## Excerpt provided
Folic Acid Consumption Linked to Lower Risk of Stroke
A recent far reaching analysis suggests that consuming folic acid either in dietary form or in the form of supplements may reduce the risk of stroke. However, the researchers did not find a correlation between folic acid and a lower risk of coronary heart disease.
For this study, 26 randomized controlled trials were examined. In total, 58,804 people participated. The researchers found a 7% lower risk of stroke in individuals with high blood levels of folic acid.
Previous studies have suggested that folic acid consumption could reduce serum homocysteine levels. Homocysteine is an amino acid that has previously been linked with heart disease. While it may be true that folic acid reduces homocysteine levels, this study found no link between folic acid consumption and lower incidences of cardiovascular disease.
The study was conducted by researchers at Chang Gung University in Taiwan and was published online ahead of print on August 9, 2012, in the European Journal of Internal Medicine.
Folic acid is the synthetic form of folate, a water-soluble B vitamin. Folate plays an essential role in the necessary functions of the human body. It has been associated with nervous system function, red blood cell formation, and hormone function. Previous studies have also found a potential link between this vitamin and reductions in hearing loss and birth defects.
Our bodies do not naturally synthesize B vitamins. However, it is easy to increase your intake by eating more folate- rich foods. Some foods rich in folate include liver, eggs, beans, sunflower seeds, asparagus, leafy green vegetables, oranges, strawberries, cantaloupes, and other melons. Folic acid can be found in supplement form and as an additive in foods such as bread, cereal and grains.

## Material shown
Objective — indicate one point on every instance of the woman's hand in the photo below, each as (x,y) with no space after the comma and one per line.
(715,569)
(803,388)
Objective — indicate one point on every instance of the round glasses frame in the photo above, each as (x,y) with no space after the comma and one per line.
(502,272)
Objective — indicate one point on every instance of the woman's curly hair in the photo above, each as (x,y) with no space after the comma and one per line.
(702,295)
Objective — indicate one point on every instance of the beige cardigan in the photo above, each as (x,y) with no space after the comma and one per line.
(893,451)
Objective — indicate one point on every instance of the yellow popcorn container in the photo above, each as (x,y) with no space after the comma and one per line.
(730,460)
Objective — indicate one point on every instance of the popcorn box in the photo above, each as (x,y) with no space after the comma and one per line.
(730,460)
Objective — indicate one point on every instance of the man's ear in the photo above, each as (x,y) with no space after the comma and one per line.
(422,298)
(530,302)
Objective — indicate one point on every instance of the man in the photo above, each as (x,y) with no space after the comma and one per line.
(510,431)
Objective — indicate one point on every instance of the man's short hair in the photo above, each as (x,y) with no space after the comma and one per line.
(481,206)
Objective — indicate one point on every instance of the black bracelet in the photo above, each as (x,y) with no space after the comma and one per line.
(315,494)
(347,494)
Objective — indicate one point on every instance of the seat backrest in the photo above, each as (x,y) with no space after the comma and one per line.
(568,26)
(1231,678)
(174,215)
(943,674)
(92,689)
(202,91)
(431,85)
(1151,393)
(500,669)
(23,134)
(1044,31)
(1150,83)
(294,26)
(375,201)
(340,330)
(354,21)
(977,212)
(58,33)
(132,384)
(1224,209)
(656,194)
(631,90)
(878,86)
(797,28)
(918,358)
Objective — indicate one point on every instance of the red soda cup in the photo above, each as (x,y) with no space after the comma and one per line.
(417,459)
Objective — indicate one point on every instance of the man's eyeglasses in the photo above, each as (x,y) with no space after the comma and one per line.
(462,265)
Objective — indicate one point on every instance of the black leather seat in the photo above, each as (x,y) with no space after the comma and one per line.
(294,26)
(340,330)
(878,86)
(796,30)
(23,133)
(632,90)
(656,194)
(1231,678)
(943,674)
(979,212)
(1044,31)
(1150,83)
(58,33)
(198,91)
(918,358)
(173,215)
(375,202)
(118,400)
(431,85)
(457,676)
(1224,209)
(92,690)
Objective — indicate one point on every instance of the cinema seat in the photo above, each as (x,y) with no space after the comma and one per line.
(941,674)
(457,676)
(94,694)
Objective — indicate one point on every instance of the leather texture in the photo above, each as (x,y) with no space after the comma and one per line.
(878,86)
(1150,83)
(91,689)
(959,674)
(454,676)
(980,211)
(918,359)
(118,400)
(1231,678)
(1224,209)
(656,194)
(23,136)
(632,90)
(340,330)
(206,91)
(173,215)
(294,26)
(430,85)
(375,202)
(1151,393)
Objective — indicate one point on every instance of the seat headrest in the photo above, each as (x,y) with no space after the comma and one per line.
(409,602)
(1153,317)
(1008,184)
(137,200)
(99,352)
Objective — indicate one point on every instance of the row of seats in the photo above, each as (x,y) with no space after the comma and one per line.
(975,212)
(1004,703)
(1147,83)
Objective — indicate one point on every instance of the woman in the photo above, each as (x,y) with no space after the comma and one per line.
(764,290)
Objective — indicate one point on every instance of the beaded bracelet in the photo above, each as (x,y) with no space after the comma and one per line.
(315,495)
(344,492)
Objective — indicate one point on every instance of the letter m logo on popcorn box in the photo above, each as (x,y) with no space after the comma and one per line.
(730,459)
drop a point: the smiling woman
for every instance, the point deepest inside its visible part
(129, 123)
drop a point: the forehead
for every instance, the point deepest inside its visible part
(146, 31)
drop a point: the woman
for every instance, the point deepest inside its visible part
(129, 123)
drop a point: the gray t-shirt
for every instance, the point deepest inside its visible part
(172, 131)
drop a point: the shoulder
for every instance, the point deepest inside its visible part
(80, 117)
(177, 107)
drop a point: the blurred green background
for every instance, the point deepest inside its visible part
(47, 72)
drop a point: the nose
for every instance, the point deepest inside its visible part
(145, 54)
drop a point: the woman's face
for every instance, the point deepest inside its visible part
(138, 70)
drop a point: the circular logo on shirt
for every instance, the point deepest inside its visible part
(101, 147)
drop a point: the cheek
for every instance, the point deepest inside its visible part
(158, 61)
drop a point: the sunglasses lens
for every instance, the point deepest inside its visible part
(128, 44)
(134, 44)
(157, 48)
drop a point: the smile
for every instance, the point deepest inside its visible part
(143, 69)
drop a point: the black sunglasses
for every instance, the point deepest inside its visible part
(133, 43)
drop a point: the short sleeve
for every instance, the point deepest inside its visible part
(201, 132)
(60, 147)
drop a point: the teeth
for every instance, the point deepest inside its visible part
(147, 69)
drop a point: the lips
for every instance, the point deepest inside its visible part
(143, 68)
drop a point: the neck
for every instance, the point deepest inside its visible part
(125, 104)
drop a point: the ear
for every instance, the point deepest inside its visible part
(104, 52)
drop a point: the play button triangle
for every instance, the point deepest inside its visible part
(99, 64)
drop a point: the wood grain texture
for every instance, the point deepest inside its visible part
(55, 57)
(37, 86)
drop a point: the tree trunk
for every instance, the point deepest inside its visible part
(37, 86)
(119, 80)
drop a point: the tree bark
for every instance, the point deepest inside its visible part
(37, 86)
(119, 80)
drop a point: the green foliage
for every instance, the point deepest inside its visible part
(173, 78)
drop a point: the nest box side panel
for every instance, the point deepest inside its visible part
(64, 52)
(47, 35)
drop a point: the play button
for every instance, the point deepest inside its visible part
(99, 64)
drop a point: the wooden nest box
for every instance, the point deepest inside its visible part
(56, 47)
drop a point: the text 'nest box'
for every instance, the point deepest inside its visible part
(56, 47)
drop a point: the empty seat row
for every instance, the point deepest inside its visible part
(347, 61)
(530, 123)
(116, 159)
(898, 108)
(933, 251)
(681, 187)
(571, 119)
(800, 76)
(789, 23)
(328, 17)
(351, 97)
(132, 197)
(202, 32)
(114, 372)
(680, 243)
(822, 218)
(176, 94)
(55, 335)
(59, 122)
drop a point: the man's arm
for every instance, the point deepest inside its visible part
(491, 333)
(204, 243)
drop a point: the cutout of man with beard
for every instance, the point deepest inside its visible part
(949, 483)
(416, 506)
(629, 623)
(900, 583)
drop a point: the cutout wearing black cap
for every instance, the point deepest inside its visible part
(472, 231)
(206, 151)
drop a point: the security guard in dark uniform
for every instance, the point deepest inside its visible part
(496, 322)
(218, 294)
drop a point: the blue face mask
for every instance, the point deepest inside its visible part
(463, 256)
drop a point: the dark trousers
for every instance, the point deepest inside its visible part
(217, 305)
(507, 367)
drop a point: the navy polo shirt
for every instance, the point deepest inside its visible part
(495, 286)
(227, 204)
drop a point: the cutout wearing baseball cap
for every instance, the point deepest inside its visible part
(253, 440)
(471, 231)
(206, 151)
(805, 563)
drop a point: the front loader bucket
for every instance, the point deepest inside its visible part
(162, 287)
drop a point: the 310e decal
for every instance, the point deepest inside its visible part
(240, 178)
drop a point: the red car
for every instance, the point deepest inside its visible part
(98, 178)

## Assignment 1
In the folic acid article, quote the passage from "For this study, 26" up to and including "of Internal Medicine.".
## Assignment 2
Answer these questions using the folic acid article:
(a) How many randomized controlled trials were examined in the study?
(b) Researchers at which university conducted the study?
(c) Folic acid is the synthetic form of which vitamin?

## Written reply 1
For this study, 26 randomized controlled trials were examined. In total, 58,804 people participated. The researchers found a 7% lower risk of stroke in individuals with high blood levels of folic acid.
Previous studies have suggested that folic acid consumption could reduce serum homocysteine levels. Homocysteine is an amino acid that has previously been linked with heart disease. While it may be true that folic acid reduces homocysteine levels, this study found no link between folic acid consumption and lower incidences of cardiovascular disease.
The study was conducted by researchers at Chang Gung University in Taiwan and was published online ahead of print on August 9, 2012, in the European Journal of Internal Medicine.

## Written reply 2
(a) 26 randomized controlled trials were examined.
(b) Researchers at Chang Gung University in Taiwan conducted the study.
(c) Folic acid is the synthetic form of folate, a water-soluble B vitamin.